### RECORD EXCERPTS
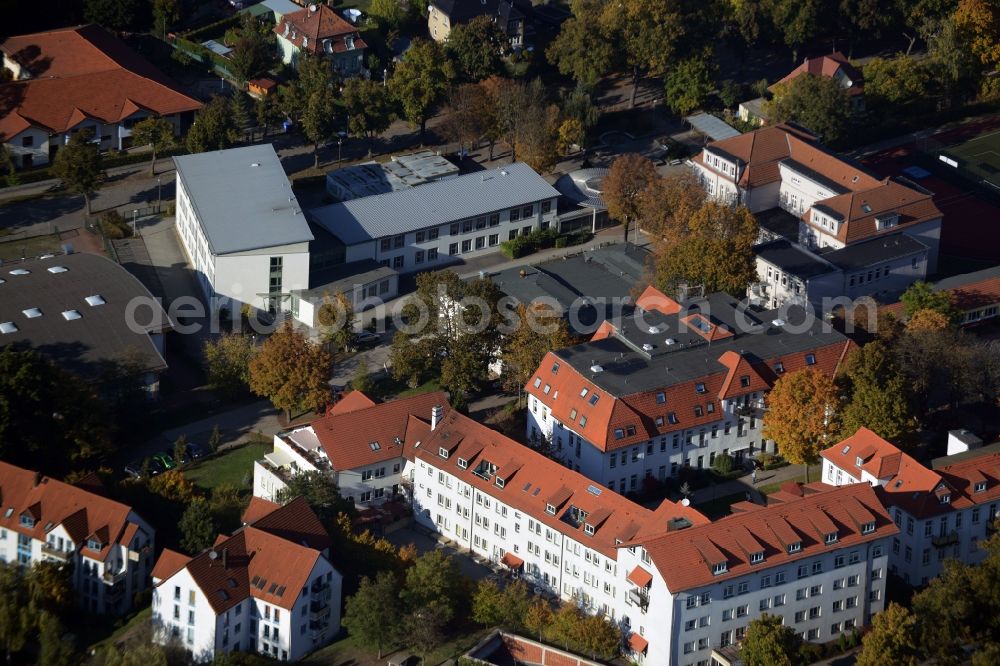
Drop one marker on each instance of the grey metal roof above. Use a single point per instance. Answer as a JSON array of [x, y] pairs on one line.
[[439, 202], [793, 259], [607, 272], [344, 278], [862, 255], [583, 187], [712, 127], [101, 335], [243, 199], [627, 370]]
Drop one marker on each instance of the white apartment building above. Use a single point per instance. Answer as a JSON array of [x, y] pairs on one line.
[[837, 202], [269, 588], [242, 228], [108, 545], [942, 511], [441, 222], [360, 443], [674, 386], [517, 508], [818, 560]]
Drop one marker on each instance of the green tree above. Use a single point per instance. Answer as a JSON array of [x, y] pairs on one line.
[[769, 643], [922, 296], [227, 361], [197, 527], [156, 133], [894, 82], [628, 179], [49, 418], [582, 49], [291, 371], [892, 639], [56, 647], [477, 48], [213, 127], [802, 415], [165, 14], [336, 317], [689, 83], [819, 103], [115, 15], [321, 493], [421, 81], [538, 330], [180, 449], [371, 616], [878, 394], [434, 580], [16, 612], [78, 165], [368, 108]]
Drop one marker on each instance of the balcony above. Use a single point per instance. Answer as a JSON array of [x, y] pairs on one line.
[[639, 597], [114, 578], [55, 553]]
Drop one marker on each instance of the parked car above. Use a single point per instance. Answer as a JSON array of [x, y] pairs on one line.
[[165, 459]]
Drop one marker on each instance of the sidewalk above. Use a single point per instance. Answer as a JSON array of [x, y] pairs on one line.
[[745, 483]]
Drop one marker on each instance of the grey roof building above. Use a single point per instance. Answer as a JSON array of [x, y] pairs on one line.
[[242, 199], [75, 309], [437, 203]]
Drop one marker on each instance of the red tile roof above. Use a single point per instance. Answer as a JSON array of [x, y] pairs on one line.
[[539, 482], [827, 65], [651, 418], [684, 558], [264, 560], [319, 25], [84, 515], [82, 73], [358, 434]]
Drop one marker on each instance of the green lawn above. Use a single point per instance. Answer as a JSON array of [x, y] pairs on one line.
[[814, 475], [719, 507], [230, 466]]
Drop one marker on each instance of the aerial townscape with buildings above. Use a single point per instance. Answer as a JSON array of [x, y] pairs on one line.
[[495, 332]]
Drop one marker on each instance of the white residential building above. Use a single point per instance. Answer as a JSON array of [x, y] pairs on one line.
[[108, 545], [942, 511], [360, 443], [268, 588], [441, 222], [241, 227], [675, 386], [818, 560], [838, 203]]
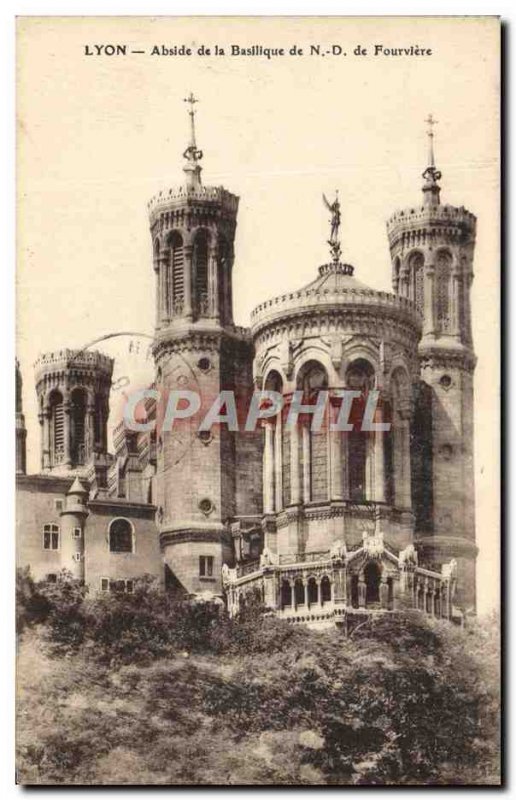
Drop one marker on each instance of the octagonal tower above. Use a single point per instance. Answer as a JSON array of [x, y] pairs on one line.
[[201, 480], [432, 247]]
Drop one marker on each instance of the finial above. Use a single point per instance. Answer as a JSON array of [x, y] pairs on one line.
[[192, 154], [431, 189], [430, 133], [334, 240]]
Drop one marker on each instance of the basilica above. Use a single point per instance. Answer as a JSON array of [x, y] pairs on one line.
[[318, 523]]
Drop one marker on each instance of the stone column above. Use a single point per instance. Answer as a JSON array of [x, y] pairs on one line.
[[335, 437], [165, 289], [401, 458], [90, 426], [369, 467], [67, 408], [188, 254], [404, 281], [306, 464], [361, 591], [379, 464], [384, 593], [295, 487], [268, 470], [429, 302], [213, 282], [278, 463], [47, 455], [455, 301], [229, 289]]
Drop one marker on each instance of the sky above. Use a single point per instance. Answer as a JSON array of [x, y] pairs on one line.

### EXERCISE AIM
Rewrite the entries between the line holding "Drop one marker on each instance of the basilica" and the end of the entries, inclusive, keeping the requests, and shift every coordinate in the answers by -57.

### OUTPUT FOR THIS TASK
Drop one marker on each instance of the basilica above. Use a single point per instance. Answer as a JSON array of [x, y] pairs on one line.
[[261, 466]]
Drop one marker on each instance of the stone column above. Use a single point per instance. Answer as a JSON array of [x, y] pairs on one line.
[[278, 380], [108, 232], [344, 401], [33, 369], [312, 410], [10, 351], [131, 197], [347, 224], [249, 407], [304, 534], [322, 407], [327, 536], [238, 430], [211, 413], [372, 245], [156, 225], [221, 406], [-10, 398], [398, 244], [172, 232]]
Drop one marker on each instance of the sky above. Use a single point per instance. Answer as a JSON array of [x, y] pairs on one line.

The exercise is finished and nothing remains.